*TO BE DONE*.
Can you switch "drill" to "exercise" throughout the data below and write the lines out again with nothing else altered?

-- BEGIN STORED ROWS --

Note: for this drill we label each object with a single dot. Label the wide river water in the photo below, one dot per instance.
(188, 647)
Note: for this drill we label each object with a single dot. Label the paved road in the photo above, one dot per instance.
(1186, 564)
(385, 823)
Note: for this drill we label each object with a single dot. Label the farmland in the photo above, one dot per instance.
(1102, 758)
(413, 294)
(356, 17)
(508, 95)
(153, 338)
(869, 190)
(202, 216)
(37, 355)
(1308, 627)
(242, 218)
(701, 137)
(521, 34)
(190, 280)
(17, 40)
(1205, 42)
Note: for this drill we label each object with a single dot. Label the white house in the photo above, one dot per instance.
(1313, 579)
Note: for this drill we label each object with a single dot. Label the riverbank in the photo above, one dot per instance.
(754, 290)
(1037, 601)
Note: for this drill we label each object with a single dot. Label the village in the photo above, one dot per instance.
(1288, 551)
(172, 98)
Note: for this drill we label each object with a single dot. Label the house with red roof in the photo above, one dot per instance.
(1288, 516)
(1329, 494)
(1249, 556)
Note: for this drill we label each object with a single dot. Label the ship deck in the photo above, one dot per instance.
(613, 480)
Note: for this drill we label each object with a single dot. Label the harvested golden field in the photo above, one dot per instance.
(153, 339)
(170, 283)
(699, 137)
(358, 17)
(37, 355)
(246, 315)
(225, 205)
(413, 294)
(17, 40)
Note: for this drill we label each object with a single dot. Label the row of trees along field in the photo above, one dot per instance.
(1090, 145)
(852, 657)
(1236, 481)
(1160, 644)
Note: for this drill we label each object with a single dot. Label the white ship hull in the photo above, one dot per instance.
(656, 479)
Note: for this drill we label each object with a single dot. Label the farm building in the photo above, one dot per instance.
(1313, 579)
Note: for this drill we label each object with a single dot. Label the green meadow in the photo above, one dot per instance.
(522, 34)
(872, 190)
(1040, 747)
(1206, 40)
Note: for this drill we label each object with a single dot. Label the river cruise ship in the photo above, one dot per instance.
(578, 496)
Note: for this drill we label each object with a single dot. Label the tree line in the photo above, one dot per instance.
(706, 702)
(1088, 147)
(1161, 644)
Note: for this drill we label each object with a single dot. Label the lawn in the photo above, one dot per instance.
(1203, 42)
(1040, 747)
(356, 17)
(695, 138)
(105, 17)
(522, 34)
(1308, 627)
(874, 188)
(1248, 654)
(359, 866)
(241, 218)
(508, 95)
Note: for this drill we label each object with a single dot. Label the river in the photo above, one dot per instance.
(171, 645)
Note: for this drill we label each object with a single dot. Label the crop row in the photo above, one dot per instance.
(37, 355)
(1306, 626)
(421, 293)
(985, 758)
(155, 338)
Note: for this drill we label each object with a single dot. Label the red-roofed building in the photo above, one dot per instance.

-- END STORED ROWS --

*RESPONSE*.
Note: for this exercise we label each object with a single dot. Label the wide river water in the photo below, one dot per instance.
(188, 647)
Note: for this exercise we label each object with a single dot. Label the paved road in the photo above, one dot per instance.
(1186, 564)
(385, 823)
Note: for this exercise we label each object with a single dot. Label the farmland in the photo above, one dot per instance.
(1102, 758)
(413, 294)
(356, 17)
(508, 95)
(153, 338)
(869, 190)
(202, 216)
(37, 355)
(1308, 627)
(242, 218)
(701, 137)
(521, 34)
(190, 280)
(17, 40)
(1205, 42)
Note: for this exercise we label each object with a single dot. Label the white house in the photo above, one dot per instance.
(1313, 579)
Note: for this exercise we label each object with a single dot. Label the riverbank in the photo above, one dot per instance.
(754, 290)
(1037, 601)
Note: for this exercise we label each object with a single dot. Label the village in the photo above, one dot per instance.
(1288, 551)
(172, 98)
Note: for this exercise we label each object with a single dot. Label the house with red roof in the photo above, one dot per instance.
(1288, 516)
(1329, 494)
(1249, 556)
Note: for this exercise we label each object with a single dot. Label the ship deck in the photo above, one dot per instance.
(613, 480)
Note: for this exercise we label each object with a single dot. Label the harvested golden field in the photo above, one dot per instance.
(153, 339)
(170, 283)
(699, 137)
(358, 17)
(37, 355)
(246, 315)
(225, 205)
(413, 294)
(17, 40)
Note: for this exercise we label each object with a single dot. Label the row of trees along field in the photo above, one dot per instance.
(1090, 145)
(852, 657)
(1236, 481)
(1160, 644)
Note: for this exercise we label each object with a single dot. Label the white ship hull in the photo above, one dot per instance.
(656, 479)
Note: for this exercise we label each object with a single dot. Label the farm building in the photo above, one dot per instance.
(1313, 579)
Note: for this exercise we label each object with a single dot. Label the green meadow in the photo above, one dot per instance.
(522, 34)
(872, 190)
(1040, 747)
(1206, 40)
Note: for this exercise we label each object with a single dot. Label the river cruise ship in the photo above, one dot per instance.
(578, 496)
Note: for this exercise we label each object with a single dot. Label the tree line in the photo above, one dot per instance.
(706, 702)
(1088, 147)
(1161, 644)
Note: for this exercise we label each object with a single dot. Label the lawn in the photo above, one dot per instance.
(1203, 42)
(1040, 747)
(356, 17)
(695, 138)
(105, 17)
(522, 34)
(1308, 627)
(874, 188)
(1248, 654)
(359, 866)
(241, 218)
(508, 95)
Note: for this exercise we label each object with a single dot. Label the river in the photo above, one dot per instance.
(171, 645)
Note: for this exercise we label each object with a single dot. Label the crop row in the photo above, one dot per instance.
(37, 355)
(1306, 626)
(421, 293)
(985, 758)
(155, 338)
Note: for this exercise we label each object with a single dot. Label the red-roofed building in the photo above, one dot per instance.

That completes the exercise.